Task prompt »
Would you retype, word for word, the line with "Q: Indicate one point per instance of the gold" and every line after it through the end of the records below?

########################################

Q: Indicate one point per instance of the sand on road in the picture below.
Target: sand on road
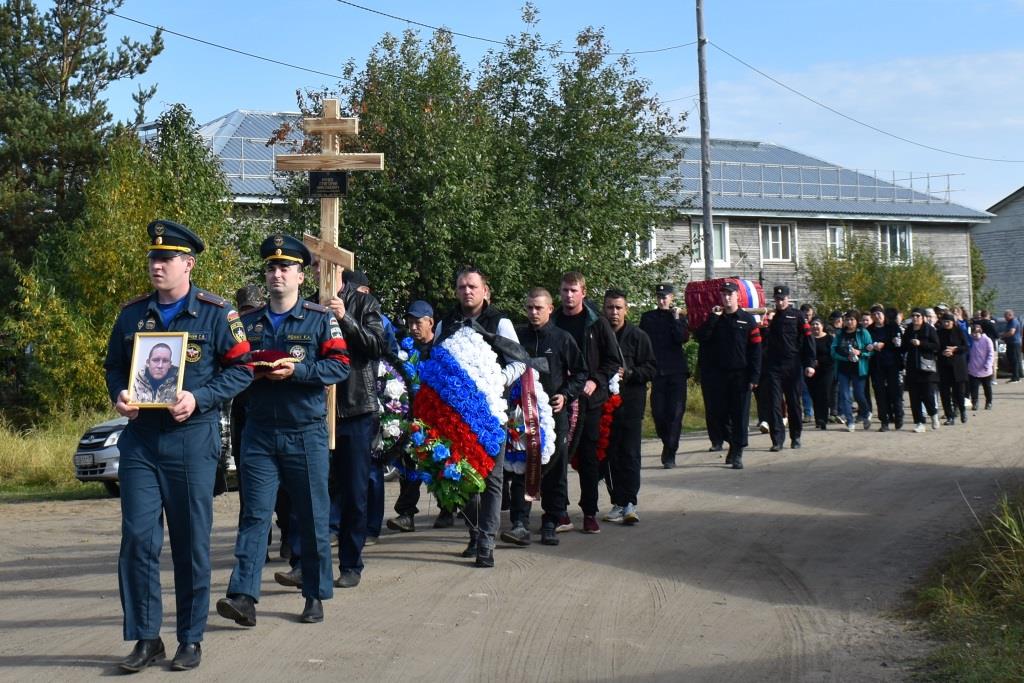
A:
(787, 570)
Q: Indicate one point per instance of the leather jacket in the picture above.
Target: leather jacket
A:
(364, 332)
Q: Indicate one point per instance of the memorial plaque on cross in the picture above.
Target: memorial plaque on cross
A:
(332, 258)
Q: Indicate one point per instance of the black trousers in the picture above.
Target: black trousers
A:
(784, 382)
(588, 428)
(921, 392)
(728, 404)
(888, 393)
(668, 404)
(986, 384)
(554, 481)
(624, 460)
(715, 433)
(820, 387)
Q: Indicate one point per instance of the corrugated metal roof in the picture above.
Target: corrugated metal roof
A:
(751, 176)
(747, 176)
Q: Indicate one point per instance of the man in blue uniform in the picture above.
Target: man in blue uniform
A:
(169, 456)
(285, 439)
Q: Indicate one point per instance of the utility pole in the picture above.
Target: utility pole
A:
(709, 241)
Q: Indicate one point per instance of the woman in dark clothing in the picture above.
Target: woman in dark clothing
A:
(921, 343)
(952, 368)
(820, 385)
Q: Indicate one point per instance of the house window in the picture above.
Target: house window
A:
(776, 242)
(720, 246)
(894, 242)
(836, 241)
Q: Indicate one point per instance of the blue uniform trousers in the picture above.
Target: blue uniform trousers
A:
(166, 472)
(298, 459)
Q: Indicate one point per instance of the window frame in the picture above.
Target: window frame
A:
(696, 241)
(792, 229)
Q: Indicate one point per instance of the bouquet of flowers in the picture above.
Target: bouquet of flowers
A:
(515, 455)
(448, 475)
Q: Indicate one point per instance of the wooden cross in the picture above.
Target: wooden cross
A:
(332, 258)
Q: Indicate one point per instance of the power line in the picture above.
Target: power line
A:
(501, 42)
(857, 121)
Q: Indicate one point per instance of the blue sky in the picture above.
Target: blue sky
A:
(946, 74)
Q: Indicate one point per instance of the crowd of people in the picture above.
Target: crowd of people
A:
(275, 358)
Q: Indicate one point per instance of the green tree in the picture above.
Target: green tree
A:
(984, 297)
(81, 276)
(859, 279)
(54, 68)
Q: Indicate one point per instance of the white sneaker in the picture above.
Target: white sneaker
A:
(614, 514)
(630, 515)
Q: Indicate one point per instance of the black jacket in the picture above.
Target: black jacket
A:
(600, 351)
(364, 332)
(733, 344)
(638, 369)
(564, 371)
(668, 334)
(912, 354)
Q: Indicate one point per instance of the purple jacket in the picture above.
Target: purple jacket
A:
(981, 357)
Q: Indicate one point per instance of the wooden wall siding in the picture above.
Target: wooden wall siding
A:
(1001, 244)
(947, 243)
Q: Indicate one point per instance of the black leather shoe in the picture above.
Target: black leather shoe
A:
(549, 537)
(312, 612)
(484, 558)
(292, 578)
(737, 460)
(401, 523)
(144, 653)
(240, 608)
(348, 579)
(187, 656)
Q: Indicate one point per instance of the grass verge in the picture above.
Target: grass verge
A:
(37, 463)
(973, 602)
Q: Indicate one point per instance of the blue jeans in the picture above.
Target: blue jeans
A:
(856, 382)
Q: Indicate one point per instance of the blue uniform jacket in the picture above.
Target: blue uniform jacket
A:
(213, 368)
(310, 333)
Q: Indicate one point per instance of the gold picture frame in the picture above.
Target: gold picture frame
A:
(152, 351)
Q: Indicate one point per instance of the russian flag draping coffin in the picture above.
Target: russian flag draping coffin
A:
(702, 296)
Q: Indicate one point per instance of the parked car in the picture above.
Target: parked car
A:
(97, 457)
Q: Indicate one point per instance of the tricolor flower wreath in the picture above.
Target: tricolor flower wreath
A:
(460, 413)
(604, 426)
(515, 456)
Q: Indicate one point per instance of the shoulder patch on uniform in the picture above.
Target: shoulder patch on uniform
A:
(140, 297)
(314, 306)
(206, 297)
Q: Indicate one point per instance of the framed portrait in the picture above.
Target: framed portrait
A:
(157, 369)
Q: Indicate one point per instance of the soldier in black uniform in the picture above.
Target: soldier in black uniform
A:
(733, 365)
(555, 355)
(788, 356)
(169, 456)
(668, 331)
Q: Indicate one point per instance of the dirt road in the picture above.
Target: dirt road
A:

########################################

Result of this exercise »
Q: Indicate one point per instance of the gold picture frame in the picture above.
Target: gold picture frame
A:
(152, 351)
Q: Indicate one point per instance of the russian flag draping coffin in the picture above.
Target: russian flag draping coffin
A:
(702, 296)
Q: Indicate one point per instance of the parked car in the picture above.
Target: parked car
A:
(97, 457)
Q: Indicate one point per instance of the tricolor flower wreath in the picture above.
Target: tricolor flower wreath
A:
(460, 413)
(604, 426)
(515, 456)
Q: Indicate one point per instance of the shoulder patch on uniform in the picture above.
Target: shoulder patch on uniform
A:
(140, 297)
(314, 306)
(206, 297)
Q: Indicate one point per instance of the framed portrait in the picture above.
Target: framed portrait
A:
(157, 369)
Q: Indicate one point per instance of the soldier in black uniform in the picture above.
Target: soldier in black uniform
A:
(733, 365)
(555, 355)
(788, 356)
(169, 456)
(668, 331)
Q: Indicate one point per instance of the dirt road in the picture above.
Target: dirt road
A:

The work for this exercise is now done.